Aim of the exercise:
Please set down each line of the material exactly.

::::::::

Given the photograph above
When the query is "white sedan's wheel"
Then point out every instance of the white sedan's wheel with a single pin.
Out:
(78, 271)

::::::::

The answer:
Given the photograph above
When the query is "white sedan's wheel"
Then point out every instance of the white sedan's wheel with a single pin.
Out:
(78, 271)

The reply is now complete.